[REQUEST] Please render the material from the line with "Note: point to every instance of the black trousers" up to and including the line with "x=118, y=225" as a two-column CSV headed input and output. Give one row per entry, with the text in input and its answer in output, every field quoted and line breaks replaced by spaces.

[DATASET ROWS]
----

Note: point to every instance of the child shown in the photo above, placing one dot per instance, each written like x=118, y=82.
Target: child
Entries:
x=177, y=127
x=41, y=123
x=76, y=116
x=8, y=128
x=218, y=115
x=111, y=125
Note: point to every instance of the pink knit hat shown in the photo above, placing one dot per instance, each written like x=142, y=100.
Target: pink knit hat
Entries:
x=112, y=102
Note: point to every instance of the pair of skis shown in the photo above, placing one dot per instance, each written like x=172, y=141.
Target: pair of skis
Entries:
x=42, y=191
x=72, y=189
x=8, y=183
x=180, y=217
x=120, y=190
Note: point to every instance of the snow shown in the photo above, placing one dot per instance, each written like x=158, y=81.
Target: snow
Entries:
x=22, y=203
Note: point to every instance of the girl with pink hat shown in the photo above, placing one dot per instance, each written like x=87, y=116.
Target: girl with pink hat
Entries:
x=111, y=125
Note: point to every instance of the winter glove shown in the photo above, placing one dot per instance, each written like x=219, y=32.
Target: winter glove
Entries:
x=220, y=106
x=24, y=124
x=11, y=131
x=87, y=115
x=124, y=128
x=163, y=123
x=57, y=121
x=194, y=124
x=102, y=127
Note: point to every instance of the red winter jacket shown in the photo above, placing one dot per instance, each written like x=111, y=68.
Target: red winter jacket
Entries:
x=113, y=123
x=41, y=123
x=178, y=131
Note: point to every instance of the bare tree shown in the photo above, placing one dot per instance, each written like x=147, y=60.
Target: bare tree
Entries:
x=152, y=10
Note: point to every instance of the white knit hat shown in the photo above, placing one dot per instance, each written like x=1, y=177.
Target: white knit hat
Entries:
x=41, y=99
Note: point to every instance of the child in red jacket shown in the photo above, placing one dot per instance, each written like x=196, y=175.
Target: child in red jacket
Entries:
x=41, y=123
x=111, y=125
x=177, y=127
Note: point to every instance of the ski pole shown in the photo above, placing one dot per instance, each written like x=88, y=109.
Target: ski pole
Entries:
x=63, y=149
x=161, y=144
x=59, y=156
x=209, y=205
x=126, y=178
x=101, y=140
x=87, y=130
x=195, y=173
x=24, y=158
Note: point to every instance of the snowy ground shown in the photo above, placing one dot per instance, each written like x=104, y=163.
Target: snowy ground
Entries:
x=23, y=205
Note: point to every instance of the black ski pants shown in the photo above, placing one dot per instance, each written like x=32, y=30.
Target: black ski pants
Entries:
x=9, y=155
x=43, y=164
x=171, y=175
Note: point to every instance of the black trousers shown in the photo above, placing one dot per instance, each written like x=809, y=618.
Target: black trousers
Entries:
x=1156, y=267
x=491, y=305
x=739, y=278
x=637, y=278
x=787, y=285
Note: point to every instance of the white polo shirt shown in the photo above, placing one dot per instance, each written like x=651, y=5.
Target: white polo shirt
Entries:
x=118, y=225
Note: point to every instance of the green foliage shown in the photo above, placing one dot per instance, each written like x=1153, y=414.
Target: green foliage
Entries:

----

[EXERCISE ANSWER]
input,output
"Note: point to every instance of the black trousers shown in the photo above, placing one dot per instance, each written like x=809, y=618. Target: black trousers Entries:","x=1156, y=267 x=491, y=305 x=739, y=278 x=637, y=278 x=787, y=285"
"Note: point to every instance of the white polo shirt shown in the photo above, placing one dot per instance, each written like x=651, y=5. Target: white polo shirt Entries:","x=118, y=225"